[Brief] Please return only the lines from the one with "Format — one" through the final line of the data, unchanged, with pictures omitted.

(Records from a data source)
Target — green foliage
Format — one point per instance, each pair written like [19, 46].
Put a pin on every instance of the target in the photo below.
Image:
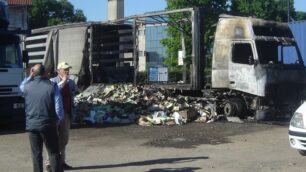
[52, 12]
[300, 16]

[Response to this task]
Format — one point per instance, each pair written like [19, 46].
Put a pin on every instance of the target in the photo below.
Image:
[52, 12]
[300, 16]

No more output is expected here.